## Exercise instructions
Please convert everything from the first line of the rows through the line containing "positive clicks: (843, 95)" into a Markdown table with the columns "No." and "Content", one numbered entry per line, leaving out blank lines.
--- START ---
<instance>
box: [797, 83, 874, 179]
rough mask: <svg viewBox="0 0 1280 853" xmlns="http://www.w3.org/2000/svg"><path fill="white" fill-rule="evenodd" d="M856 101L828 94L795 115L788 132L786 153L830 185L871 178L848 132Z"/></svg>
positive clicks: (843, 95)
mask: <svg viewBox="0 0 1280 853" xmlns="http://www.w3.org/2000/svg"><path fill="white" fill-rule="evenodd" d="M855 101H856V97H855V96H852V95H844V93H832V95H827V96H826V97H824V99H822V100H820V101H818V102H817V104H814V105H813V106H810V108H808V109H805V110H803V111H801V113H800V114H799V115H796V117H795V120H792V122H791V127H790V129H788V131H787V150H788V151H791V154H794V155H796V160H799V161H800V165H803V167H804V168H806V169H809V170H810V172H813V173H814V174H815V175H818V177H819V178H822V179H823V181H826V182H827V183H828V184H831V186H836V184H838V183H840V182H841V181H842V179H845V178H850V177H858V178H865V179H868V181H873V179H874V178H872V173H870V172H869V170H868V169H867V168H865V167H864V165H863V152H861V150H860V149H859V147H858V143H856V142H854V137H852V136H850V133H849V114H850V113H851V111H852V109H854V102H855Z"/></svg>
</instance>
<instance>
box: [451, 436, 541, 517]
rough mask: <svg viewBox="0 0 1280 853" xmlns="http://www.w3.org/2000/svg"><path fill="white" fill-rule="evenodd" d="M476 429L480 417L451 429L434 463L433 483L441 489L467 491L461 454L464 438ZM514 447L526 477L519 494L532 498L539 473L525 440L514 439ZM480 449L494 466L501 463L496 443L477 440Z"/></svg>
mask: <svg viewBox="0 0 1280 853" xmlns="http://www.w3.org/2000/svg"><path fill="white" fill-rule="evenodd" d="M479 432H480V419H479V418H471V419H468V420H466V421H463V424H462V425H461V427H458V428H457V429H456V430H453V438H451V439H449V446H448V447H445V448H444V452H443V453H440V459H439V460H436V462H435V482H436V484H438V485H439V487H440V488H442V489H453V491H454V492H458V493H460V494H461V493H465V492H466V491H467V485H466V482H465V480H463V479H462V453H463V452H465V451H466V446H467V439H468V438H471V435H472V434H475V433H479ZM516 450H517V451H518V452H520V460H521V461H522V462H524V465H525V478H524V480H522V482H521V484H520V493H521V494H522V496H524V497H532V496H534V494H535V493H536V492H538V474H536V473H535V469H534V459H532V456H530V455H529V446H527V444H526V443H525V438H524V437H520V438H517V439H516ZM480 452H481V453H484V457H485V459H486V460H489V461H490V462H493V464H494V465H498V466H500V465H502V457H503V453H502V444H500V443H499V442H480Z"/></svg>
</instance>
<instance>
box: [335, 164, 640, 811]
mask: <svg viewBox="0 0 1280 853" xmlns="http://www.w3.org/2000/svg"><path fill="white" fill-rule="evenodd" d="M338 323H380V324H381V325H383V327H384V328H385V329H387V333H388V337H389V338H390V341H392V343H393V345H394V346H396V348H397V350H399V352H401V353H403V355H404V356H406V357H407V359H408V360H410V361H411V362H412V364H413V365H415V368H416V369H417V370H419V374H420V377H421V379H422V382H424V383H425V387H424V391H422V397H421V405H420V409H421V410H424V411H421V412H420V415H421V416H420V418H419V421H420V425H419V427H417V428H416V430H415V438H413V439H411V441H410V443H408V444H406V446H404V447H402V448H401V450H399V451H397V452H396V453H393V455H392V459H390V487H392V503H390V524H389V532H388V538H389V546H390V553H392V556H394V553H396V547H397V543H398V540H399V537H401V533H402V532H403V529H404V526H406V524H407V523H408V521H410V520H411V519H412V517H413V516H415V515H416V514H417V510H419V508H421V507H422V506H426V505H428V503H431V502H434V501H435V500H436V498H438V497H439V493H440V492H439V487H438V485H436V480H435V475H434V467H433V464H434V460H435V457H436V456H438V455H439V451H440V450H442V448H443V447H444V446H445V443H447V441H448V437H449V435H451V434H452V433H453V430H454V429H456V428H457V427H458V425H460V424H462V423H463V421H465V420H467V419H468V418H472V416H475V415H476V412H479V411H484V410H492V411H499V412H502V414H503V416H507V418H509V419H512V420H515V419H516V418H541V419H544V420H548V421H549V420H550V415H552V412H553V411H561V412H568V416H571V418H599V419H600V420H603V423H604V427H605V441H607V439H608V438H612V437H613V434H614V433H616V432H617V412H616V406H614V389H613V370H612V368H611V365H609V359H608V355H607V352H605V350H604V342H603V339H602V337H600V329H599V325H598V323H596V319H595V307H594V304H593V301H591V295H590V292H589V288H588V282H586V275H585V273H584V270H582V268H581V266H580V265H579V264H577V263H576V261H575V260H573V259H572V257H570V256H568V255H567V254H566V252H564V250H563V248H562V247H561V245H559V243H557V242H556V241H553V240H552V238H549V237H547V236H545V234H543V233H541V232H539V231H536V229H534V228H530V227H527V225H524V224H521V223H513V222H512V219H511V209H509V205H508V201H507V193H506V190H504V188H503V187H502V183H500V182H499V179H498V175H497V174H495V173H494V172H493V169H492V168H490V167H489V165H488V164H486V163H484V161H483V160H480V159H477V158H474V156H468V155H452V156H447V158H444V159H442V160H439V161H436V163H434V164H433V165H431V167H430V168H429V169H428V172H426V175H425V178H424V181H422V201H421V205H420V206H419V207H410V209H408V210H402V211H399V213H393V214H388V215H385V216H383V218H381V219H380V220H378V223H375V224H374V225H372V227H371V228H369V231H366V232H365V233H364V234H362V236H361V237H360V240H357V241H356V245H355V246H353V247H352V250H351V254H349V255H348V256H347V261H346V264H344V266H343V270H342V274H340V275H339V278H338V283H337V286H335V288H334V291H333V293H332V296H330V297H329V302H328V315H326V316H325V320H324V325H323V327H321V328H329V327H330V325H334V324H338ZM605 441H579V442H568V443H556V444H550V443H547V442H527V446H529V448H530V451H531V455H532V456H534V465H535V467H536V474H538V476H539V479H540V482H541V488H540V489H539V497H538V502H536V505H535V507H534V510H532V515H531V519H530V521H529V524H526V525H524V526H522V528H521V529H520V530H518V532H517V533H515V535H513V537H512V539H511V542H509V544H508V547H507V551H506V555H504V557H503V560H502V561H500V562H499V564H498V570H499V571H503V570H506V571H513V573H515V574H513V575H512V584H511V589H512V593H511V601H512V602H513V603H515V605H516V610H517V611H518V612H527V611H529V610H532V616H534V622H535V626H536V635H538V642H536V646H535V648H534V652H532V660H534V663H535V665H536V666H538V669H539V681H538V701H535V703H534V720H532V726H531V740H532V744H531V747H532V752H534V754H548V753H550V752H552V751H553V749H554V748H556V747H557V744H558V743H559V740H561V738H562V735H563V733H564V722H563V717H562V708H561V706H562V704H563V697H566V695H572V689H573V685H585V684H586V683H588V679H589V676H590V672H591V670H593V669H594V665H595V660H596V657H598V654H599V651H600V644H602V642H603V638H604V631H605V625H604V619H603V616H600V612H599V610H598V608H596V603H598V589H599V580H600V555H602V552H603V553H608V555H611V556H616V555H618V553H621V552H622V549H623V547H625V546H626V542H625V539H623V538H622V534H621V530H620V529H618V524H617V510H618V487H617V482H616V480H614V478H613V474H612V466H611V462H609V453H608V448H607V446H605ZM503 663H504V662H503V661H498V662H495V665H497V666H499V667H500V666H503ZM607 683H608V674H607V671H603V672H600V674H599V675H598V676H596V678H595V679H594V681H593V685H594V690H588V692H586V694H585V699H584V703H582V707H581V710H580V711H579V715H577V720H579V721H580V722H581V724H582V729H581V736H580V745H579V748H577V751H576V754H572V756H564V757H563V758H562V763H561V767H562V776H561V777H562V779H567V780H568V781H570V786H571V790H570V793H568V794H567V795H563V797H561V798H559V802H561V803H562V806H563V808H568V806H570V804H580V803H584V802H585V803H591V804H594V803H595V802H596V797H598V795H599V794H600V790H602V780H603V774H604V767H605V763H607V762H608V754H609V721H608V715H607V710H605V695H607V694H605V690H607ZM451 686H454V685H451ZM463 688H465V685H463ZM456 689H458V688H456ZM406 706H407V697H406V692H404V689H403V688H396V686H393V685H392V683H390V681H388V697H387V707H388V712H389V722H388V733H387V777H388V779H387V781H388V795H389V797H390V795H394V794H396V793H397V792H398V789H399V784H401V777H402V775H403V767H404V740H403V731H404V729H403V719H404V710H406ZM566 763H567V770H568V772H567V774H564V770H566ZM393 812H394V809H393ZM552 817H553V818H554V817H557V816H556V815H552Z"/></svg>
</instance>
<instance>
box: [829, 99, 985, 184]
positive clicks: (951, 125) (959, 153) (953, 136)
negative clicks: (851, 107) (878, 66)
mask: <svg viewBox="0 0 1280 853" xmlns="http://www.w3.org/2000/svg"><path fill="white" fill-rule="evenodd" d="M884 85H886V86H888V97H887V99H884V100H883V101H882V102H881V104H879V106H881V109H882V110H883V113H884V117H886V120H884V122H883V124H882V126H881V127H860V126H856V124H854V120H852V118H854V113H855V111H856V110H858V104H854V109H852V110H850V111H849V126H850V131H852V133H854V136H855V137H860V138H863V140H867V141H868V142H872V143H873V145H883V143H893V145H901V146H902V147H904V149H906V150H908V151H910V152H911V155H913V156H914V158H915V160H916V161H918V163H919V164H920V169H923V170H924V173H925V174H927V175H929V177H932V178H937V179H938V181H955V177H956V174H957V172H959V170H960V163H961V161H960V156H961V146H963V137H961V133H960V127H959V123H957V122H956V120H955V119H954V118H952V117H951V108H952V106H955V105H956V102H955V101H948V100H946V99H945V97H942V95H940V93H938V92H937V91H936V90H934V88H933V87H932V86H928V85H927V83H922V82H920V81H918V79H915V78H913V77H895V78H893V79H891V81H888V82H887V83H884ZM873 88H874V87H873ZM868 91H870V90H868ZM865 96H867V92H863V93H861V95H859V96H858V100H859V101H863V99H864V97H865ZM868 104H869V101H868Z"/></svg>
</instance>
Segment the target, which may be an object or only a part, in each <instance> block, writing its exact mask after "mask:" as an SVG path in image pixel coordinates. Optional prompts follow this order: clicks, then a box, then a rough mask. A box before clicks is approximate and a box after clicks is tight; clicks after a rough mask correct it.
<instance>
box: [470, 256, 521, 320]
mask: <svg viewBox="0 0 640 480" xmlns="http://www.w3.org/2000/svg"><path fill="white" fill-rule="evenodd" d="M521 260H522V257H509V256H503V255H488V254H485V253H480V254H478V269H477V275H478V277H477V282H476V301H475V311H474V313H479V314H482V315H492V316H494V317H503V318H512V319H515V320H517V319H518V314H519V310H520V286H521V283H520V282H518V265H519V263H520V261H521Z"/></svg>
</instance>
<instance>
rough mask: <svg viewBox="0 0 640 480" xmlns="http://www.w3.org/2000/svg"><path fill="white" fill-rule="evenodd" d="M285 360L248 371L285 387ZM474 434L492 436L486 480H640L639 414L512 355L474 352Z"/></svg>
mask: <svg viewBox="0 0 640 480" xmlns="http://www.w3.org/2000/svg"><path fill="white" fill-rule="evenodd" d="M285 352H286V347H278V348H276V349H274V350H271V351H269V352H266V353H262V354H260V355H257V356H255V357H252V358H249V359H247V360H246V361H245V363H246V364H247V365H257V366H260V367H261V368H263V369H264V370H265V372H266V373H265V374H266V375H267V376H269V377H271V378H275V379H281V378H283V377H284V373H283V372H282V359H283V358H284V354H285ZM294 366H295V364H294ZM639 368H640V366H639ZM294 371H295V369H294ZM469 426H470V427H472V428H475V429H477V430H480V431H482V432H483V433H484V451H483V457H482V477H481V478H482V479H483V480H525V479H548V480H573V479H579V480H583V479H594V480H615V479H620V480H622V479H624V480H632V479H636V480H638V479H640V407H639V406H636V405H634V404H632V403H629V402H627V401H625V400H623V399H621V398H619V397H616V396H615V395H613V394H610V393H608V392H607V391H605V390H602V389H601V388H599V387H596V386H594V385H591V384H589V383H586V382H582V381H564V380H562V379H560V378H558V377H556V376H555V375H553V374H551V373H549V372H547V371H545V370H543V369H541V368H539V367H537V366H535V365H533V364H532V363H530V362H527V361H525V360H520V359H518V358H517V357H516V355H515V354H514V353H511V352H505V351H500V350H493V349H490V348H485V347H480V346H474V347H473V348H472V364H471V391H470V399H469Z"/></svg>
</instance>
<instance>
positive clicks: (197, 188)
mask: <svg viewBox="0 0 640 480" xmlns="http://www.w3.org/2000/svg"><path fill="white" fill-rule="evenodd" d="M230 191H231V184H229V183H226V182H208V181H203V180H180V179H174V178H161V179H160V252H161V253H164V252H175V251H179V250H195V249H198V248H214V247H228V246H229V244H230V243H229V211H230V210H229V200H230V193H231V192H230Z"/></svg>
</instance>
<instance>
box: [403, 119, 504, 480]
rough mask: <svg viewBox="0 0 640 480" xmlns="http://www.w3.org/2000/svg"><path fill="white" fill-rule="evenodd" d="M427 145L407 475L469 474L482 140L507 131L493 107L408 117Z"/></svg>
--- END ---
## Final answer
| No. | Content |
|---|---|
| 1 | <instance> |
| 2 | box: [797, 83, 874, 179] |
| 3 | rough mask: <svg viewBox="0 0 1280 853" xmlns="http://www.w3.org/2000/svg"><path fill="white" fill-rule="evenodd" d="M856 101L828 94L795 115L788 132L786 153L830 185L871 178L848 132Z"/></svg> |
| 4 | positive clicks: (843, 95) |